Required work:
Please render the lines below as a Markdown table with two columns, "No." for the row number and "Line" for each line, leaving out any blank lines.

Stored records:

⟨

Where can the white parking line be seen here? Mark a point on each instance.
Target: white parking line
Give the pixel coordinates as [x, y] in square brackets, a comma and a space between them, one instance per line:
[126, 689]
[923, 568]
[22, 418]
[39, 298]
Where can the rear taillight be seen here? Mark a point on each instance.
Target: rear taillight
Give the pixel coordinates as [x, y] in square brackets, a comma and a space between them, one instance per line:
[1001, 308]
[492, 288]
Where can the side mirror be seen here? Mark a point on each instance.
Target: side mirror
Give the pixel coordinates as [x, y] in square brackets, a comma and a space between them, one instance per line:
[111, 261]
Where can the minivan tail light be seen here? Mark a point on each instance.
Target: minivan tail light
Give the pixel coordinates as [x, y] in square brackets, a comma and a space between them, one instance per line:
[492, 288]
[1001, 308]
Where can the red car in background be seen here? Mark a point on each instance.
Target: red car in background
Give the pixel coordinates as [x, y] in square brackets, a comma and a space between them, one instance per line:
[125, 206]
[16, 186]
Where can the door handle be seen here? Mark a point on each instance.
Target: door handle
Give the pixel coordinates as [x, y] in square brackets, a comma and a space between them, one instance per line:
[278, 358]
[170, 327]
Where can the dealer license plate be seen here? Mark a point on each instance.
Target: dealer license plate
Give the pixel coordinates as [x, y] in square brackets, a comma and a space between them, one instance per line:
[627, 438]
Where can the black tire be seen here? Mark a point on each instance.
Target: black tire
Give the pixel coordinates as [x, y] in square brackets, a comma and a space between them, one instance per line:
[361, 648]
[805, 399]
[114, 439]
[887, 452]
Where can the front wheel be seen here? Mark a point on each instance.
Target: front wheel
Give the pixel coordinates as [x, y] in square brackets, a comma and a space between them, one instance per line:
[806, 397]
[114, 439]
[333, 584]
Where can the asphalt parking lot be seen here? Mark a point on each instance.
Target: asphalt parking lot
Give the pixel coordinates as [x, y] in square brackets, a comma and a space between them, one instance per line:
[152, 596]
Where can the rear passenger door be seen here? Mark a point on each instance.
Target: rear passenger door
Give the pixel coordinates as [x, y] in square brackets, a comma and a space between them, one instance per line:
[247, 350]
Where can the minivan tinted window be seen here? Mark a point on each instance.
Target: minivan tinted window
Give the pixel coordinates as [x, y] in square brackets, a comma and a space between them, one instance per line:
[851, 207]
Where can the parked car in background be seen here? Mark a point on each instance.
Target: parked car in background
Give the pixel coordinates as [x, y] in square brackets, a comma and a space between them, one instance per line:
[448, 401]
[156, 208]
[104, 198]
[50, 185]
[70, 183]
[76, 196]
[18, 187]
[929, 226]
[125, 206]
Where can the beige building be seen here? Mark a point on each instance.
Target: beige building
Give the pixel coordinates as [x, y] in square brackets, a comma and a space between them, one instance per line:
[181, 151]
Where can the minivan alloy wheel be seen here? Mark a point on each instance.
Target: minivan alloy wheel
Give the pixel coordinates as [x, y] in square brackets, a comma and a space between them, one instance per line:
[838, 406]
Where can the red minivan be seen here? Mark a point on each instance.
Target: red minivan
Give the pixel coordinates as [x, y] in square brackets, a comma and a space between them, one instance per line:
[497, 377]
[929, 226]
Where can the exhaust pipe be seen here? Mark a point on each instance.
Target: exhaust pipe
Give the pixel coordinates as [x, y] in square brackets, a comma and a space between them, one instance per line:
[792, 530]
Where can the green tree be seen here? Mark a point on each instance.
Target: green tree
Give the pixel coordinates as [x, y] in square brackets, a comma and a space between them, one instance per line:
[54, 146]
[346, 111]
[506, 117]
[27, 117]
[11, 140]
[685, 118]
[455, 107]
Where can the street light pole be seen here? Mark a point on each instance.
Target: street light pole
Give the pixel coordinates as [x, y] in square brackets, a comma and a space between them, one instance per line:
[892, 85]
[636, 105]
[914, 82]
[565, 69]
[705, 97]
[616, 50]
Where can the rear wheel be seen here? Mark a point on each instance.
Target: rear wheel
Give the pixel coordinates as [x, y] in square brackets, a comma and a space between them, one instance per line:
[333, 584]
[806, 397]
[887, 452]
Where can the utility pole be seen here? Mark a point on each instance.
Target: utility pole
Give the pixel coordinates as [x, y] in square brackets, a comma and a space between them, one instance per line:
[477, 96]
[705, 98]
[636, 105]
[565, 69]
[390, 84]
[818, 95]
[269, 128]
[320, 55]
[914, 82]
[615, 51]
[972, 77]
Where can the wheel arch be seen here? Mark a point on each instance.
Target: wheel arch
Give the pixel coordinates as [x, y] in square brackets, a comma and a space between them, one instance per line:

⟩

Full solution:
| No. | Line |
|---|---|
| 1 | Where can the white parking line be seen here? Mark a point on each instance. |
| 2 | Target: white parking line |
| 3 | Give the pixel coordinates as [x, y] in square brackets, a comma and a space between them, one instance per line: |
| 4 | [126, 689] |
| 5 | [923, 568] |
| 6 | [22, 418] |
| 7 | [39, 298] |
| 8 | Where can the rear taillight be seen here? Mark a point on each instance. |
| 9 | Target: rear taillight |
| 10 | Give the pixel coordinates as [x, y] in square brackets, a comma and a space between them, one instance per line: |
| 11 | [1001, 308] |
| 12 | [492, 288] |
| 13 | Where can the side mirror be seen here? Mark a point on each instance. |
| 14 | Target: side mirror |
| 15 | Give the pixel coordinates as [x, y] in square brackets, a comma and a space between them, one instance per line: |
| 16 | [111, 261] |
| 17 | Where can the minivan tail light be seen here? Mark a point on each instance. |
| 18 | Target: minivan tail light |
| 19 | Give the pixel coordinates as [x, y] in square brackets, a comma and a space between them, one instance per line: |
| 20 | [492, 288] |
| 21 | [1001, 308] |
| 22 | Where can the red car in background be seen here? Mark a point on each instance. |
| 23 | Target: red car in background |
| 24 | Give the pixel coordinates as [x, y] in square brackets, a comma and a space between them, one instance per line: |
| 25 | [125, 206] |
| 26 | [16, 186] |
| 27 | Where can the door handle be seen here? Mark a point on each instance. |
| 28 | Target: door handle |
| 29 | Give the pixel coordinates as [x, y] in square brackets, a comma and a space between them, one instance per line: |
| 30 | [278, 358] |
| 31 | [170, 327] |
| 32 | Where can the dealer license plate be seen here? Mark a point on each instance. |
| 33 | Target: dealer license plate |
| 34 | Give the pixel coordinates as [x, y] in square brackets, a comma and a space between them, one instance per line: |
| 35 | [627, 438] |
| 36 | Where can the black tire be seen here? Mark a point on each instance. |
| 37 | Target: black tire |
| 38 | Give the pixel coordinates as [x, y] in square brackets, a comma and a space between them, one instance per line: |
| 39 | [361, 648] |
| 40 | [805, 399] |
| 41 | [114, 439] |
| 42 | [887, 452] |
| 43 | Where can the front wheel be seen here? Mark a point on each instance. |
| 44 | Target: front wheel |
| 45 | Give the pixel coordinates as [x, y] in square brackets, a comma and a space between them, one instance per line: |
| 46 | [806, 397] |
| 47 | [114, 439] |
| 48 | [333, 584] |
| 49 | Where can the asphalt parking lot be seen here? Mark a point on each instance. |
| 50 | Target: asphalt parking lot |
| 51 | Give the pixel coordinates as [x, y] in square brackets, a comma and a space between them, one instance per line: |
| 52 | [152, 596] |
| 53 | Where can the rear passenger door be seen here? Mark a point on each instance. |
| 54 | Target: rear passenger door |
| 55 | Give the pixel coordinates as [x, y] in square brackets, a comma and a space between them, one instance per line: |
| 56 | [247, 350] |
| 57 | Where can the minivan tinted window be seen here? Mark a point on each instance. |
| 58 | Target: minivan tinted window |
| 59 | Give the pixel coordinates as [x, y] in square brackets, a comma and a space between them, one instance per line: |
| 60 | [851, 207] |
| 61 | Where can the parked car in background be seen here? Mark a point on each instance. |
| 62 | Target: parked car in background |
| 63 | Give the pixel coordinates as [x, y] in square brackets, a comma and a space between them, one instance per line: |
| 64 | [448, 401] |
| 65 | [156, 208] |
| 66 | [104, 198] |
| 67 | [50, 185] |
| 68 | [70, 183] |
| 69 | [76, 196] |
| 70 | [18, 187] |
| 71 | [929, 226] |
| 72 | [125, 206] |
| 73 | Where can the beige building be seen here? Mark a point on each instance. |
| 74 | Target: beige building |
| 75 | Give the pixel coordinates as [x, y] in square brackets, a comma and a space between them, one instance per line: |
| 76 | [181, 151] |
| 77 | Where can the minivan alloy wheel be seen here? Mark a point on each instance. |
| 78 | Target: minivan alloy wheel |
| 79 | Give the pixel coordinates as [x, y] in square brackets, a comma and a space between them, one instance per line: |
| 80 | [838, 406] |
| 81 | Where can the red minivan be seen here? Mark a point on each instance. |
| 82 | Target: red minivan |
| 83 | Give the pixel coordinates as [x, y] in square brackets, a comma and a space between them, one instance per line: |
| 84 | [497, 377] |
| 85 | [929, 226] |
| 86 | Where can the exhaust pipe be seen here? Mark a point on each instance. |
| 87 | Target: exhaust pipe |
| 88 | Give the pixel coordinates as [x, y] in square brackets, a comma and a space between them, one instance per line: |
| 89 | [792, 530] |
| 90 | Where can the green tree be seen here? Mark a point on each instance. |
| 91 | Target: green tree |
| 92 | Give the pixel coordinates as [x, y] in square brackets, a comma and a space between them, one instance per line: |
| 93 | [54, 146] |
| 94 | [346, 111] |
| 95 | [506, 117] |
| 96 | [27, 117] |
| 97 | [11, 140] |
| 98 | [685, 118] |
| 99 | [455, 107] |
| 100 | Where can the street light pole be seen here? Mark a point on each instance. |
| 101 | Target: street light pole |
| 102 | Give the pixel coordinates as [x, y] in square brackets, a comma and a space between them, one instance per line: |
| 103 | [892, 85] |
| 104 | [636, 105] |
| 105 | [914, 82] |
| 106 | [565, 69] |
| 107 | [705, 97] |
| 108 | [616, 50] |
| 109 | Where can the rear wheel be seen here? Mark a point on each instance. |
| 110 | Target: rear wheel |
| 111 | Give the pixel coordinates as [x, y] in square brackets, a comma and a space between them, one instance per line: |
| 112 | [333, 584] |
| 113 | [806, 397] |
| 114 | [887, 452] |
| 115 | Where can the utility pole be seen here? Mark a point on each instance. |
| 116 | Target: utility pole |
| 117 | Give the pixel coordinates as [x, y] in square brackets, a comma and a space between them, one instance per line: |
| 118 | [477, 96] |
| 119 | [705, 98] |
| 120 | [636, 105] |
| 121 | [565, 69] |
| 122 | [390, 84] |
| 123 | [818, 95] |
| 124 | [269, 128] |
| 125 | [320, 55] |
| 126 | [914, 82] |
| 127 | [615, 51] |
| 128 | [972, 77] |
| 129 | Where can the wheel arch be seen here? Mark a point on each instance. |
| 130 | Target: wheel arch |
| 131 | Give the pixel coordinates as [x, y] in square brackets, a comma and a space between them, one instance per line: |